TASK DIRECTIONS »
Rewrite each of the rows below as a numbered list, dropping any blank lines.

SUPPLIED ENTRIES »

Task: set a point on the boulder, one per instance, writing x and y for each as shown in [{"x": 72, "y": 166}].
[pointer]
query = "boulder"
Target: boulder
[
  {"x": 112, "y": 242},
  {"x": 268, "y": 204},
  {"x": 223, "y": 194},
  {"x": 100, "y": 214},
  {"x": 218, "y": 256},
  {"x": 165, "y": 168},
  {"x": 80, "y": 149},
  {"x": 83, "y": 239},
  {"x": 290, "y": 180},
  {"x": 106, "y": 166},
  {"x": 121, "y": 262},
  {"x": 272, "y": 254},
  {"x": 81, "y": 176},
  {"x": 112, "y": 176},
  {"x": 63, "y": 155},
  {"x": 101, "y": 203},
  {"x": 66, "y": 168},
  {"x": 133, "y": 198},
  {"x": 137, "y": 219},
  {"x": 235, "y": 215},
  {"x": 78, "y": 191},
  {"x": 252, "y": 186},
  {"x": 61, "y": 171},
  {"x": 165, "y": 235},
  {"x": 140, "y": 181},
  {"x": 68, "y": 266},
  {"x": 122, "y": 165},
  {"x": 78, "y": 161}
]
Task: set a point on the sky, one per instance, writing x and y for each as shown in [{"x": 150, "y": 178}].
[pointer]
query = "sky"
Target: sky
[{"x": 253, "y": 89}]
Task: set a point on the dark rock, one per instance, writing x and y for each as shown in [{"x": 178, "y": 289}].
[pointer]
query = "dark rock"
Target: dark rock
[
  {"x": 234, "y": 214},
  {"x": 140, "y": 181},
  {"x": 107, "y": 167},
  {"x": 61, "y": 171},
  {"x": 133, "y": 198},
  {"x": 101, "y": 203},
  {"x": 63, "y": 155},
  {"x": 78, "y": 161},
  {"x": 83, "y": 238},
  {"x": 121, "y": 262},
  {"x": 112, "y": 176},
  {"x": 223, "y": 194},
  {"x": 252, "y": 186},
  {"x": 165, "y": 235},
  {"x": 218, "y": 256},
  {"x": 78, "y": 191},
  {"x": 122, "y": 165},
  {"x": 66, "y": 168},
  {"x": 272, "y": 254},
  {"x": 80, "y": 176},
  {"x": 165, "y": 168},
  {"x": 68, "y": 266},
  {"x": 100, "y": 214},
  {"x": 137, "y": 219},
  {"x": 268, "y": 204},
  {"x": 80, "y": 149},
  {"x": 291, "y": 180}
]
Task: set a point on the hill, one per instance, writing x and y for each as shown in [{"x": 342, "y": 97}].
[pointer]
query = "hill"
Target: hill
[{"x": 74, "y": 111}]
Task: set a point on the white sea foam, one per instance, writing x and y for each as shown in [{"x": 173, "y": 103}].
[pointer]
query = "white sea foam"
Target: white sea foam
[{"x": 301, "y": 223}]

EXERCISE RESPONSE »
1. Task: set a point on the boulder, one per instance, writing x and y for each as shown in [{"x": 72, "y": 166}].
2. [pointer]
3. query = "boulder"
4. Target: boulder
5. [
6.   {"x": 112, "y": 242},
7.   {"x": 268, "y": 204},
8.   {"x": 223, "y": 194},
9.   {"x": 100, "y": 214},
10.   {"x": 218, "y": 256},
11.   {"x": 165, "y": 168},
12.   {"x": 80, "y": 149},
13.   {"x": 83, "y": 239},
14.   {"x": 290, "y": 180},
15.   {"x": 106, "y": 166},
16.   {"x": 121, "y": 262},
17.   {"x": 272, "y": 254},
18.   {"x": 81, "y": 176},
19.   {"x": 112, "y": 176},
20.   {"x": 63, "y": 155},
21.   {"x": 101, "y": 203},
22.   {"x": 66, "y": 168},
23.   {"x": 133, "y": 198},
24.   {"x": 137, "y": 219},
25.   {"x": 235, "y": 215},
26.   {"x": 78, "y": 191},
27.   {"x": 252, "y": 186},
28.   {"x": 61, "y": 171},
29.   {"x": 165, "y": 235},
30.   {"x": 140, "y": 181},
31.   {"x": 68, "y": 266},
32.   {"x": 122, "y": 165},
33.   {"x": 78, "y": 161}
34. ]
35. Task: set a point on the sky, one per instance, writing x and y for each as shown in [{"x": 150, "y": 178}].
36. [pointer]
37. query = "sky"
38. Target: sky
39. [{"x": 253, "y": 89}]
40. Task: set a point on the dark rock, one per instance, writing x and y for each as shown in [{"x": 178, "y": 289}].
41. [pointer]
42. query = "dark rock"
43. Target: dark rock
44. [
45.   {"x": 234, "y": 214},
46.   {"x": 140, "y": 181},
47.   {"x": 107, "y": 167},
48.   {"x": 61, "y": 171},
49.   {"x": 133, "y": 198},
50.   {"x": 101, "y": 203},
51.   {"x": 63, "y": 155},
52.   {"x": 78, "y": 161},
53.   {"x": 83, "y": 238},
54.   {"x": 121, "y": 262},
55.   {"x": 112, "y": 176},
56.   {"x": 223, "y": 194},
57.   {"x": 252, "y": 186},
58.   {"x": 165, "y": 235},
59.   {"x": 218, "y": 256},
60.   {"x": 78, "y": 191},
61.   {"x": 122, "y": 165},
62.   {"x": 66, "y": 168},
63.   {"x": 272, "y": 254},
64.   {"x": 80, "y": 176},
65.   {"x": 165, "y": 168},
66.   {"x": 68, "y": 266},
67.   {"x": 100, "y": 214},
68.   {"x": 137, "y": 219},
69.   {"x": 268, "y": 204},
70.   {"x": 80, "y": 149},
71.   {"x": 291, "y": 180}
72. ]
73. Task: set a point on the hill, one per instance, writing x and y for each as shown in [{"x": 342, "y": 97}].
74. [pointer]
75. query = "hill"
76. Target: hill
77. [{"x": 74, "y": 111}]
78. Task: set a point on the white sea foam, one per instance, writing x and y for each as shown in [{"x": 173, "y": 103}].
79. [pointer]
80. query = "white sea foam"
81. Target: white sea foam
82. [{"x": 301, "y": 223}]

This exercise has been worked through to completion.